*Lines from a pointing dataset*.

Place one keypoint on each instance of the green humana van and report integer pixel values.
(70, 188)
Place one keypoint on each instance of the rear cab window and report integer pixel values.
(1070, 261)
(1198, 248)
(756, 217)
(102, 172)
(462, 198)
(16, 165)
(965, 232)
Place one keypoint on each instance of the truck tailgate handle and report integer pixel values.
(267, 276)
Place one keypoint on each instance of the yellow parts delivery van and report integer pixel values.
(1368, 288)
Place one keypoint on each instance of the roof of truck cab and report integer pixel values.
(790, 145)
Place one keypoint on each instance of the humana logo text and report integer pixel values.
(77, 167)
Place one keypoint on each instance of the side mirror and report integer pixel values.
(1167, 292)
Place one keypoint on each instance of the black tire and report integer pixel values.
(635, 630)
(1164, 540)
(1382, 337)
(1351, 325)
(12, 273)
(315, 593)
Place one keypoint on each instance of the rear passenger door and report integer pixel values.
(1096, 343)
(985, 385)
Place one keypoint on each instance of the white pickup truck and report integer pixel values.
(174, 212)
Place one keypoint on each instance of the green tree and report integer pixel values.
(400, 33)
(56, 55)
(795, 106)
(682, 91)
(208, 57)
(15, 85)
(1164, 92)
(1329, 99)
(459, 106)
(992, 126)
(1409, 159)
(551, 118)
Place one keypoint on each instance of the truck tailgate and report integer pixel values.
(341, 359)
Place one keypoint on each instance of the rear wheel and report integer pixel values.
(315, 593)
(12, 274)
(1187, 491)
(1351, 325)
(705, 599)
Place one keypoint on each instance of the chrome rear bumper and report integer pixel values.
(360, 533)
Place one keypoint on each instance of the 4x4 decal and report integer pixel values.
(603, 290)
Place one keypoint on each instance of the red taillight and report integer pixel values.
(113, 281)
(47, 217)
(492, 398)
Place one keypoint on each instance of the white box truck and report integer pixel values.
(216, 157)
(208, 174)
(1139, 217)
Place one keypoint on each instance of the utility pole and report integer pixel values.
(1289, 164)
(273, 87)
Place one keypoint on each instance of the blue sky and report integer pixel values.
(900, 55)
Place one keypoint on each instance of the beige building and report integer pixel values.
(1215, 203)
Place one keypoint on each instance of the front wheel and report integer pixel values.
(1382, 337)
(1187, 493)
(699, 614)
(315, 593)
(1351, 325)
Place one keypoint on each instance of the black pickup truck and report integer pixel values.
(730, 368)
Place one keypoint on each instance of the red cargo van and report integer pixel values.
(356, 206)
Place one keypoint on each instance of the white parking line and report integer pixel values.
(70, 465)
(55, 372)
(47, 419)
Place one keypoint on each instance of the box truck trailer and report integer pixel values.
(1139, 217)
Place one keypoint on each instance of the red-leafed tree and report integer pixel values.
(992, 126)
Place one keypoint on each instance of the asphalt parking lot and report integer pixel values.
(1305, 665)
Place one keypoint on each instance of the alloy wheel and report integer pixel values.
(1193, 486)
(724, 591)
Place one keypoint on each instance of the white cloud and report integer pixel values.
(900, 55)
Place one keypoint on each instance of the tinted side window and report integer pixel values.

*Work to complete*.
Rewrite the lines above, switching each "keypoint" to "marker" and keeping everything else the same.

*Full solution*.
Place one marker on each instance of the green humana van and report integer pixel values.
(70, 188)
Place one marker on each instance of the rear cab window and report integer pixel values.
(1070, 261)
(1198, 248)
(756, 217)
(102, 172)
(462, 198)
(16, 165)
(965, 232)
Place one marker on each instance of the truck tailgate handle and report integer pixel values.
(267, 276)
Place one marker on each instance of the yellow parts delivery van and report integer pixel values.
(1368, 288)
Place one marker on each instance of the roof of truck cab and report integer pixel values.
(790, 145)
Place one marker on each instance of the humana logo text and report integer pixel values.
(77, 167)
Place one marker on each instance of the side mirror and report integer pixel values.
(1167, 292)
Place one marker on each instance of the black tire and report integer pixel values.
(635, 630)
(1164, 540)
(1382, 337)
(1351, 325)
(12, 273)
(315, 593)
Place one marker on each instance of the rear passenger door and report integer pixel values.
(1096, 343)
(985, 385)
Place one marker on each instance of the white pickup truck and report integer pixel values.
(174, 212)
Place one marker on each instance of the green tree and report integer pixel values.
(400, 33)
(56, 55)
(795, 106)
(682, 91)
(208, 57)
(15, 85)
(1164, 92)
(1329, 99)
(459, 106)
(992, 126)
(1409, 159)
(551, 118)
Place one marker on each instance of the truck tailgate and report integer pixel values.
(341, 359)
Place one marker on each instance of the rear wheel and report integer pixel values.
(315, 593)
(12, 274)
(1187, 491)
(1351, 325)
(705, 599)
Place one marker on each instance of the chrome rear bumper and report integer pixel values.
(360, 533)
Place one marker on each instance of the 4x4 decal and report integer pixel values.
(603, 290)
Place one marker on each instance of the red taillight and report integer pixel values.
(113, 281)
(47, 217)
(492, 398)
Place one marker on each instance of the white box truck and report integer pixel values.
(216, 157)
(208, 174)
(1139, 217)
Place one marker on each instance of the utility pole and report integer pixel values.
(1289, 164)
(273, 87)
Place one marker on each instance of the blue sky and report integer pixel values.
(900, 55)
Place one marker on each instance of the beige building and report integer pixel values.
(1215, 203)
Place one marker on each instance of the front wheel and report integer pixel values.
(1382, 337)
(1187, 493)
(699, 614)
(315, 593)
(1351, 325)
Place one marker on each instance of the black pickup truck and report integer pixel values.
(730, 368)
Place one marker on each instance of the red cargo van and report integer pixel values.
(356, 206)
Place one marker on each instance of the white parking line and report integer pixel values.
(70, 465)
(55, 372)
(47, 419)
Place one marker on each instance of the box truck trailer and report integer pixel values.
(1139, 217)
Place one marker on each instance of the red-leafed tree and report integer pixel values.
(992, 126)
Place one marker on each instance of the asphalt parking lot and report integer pixel values.
(1305, 665)
Place one marker on each instance of the alloy wheel and report integer pixel values.
(1193, 486)
(724, 591)
Place one marker on each instance of the white cloud and report integer pixel values.
(900, 55)
Place one marker on each instance of the tinted side window and report integer pixel values.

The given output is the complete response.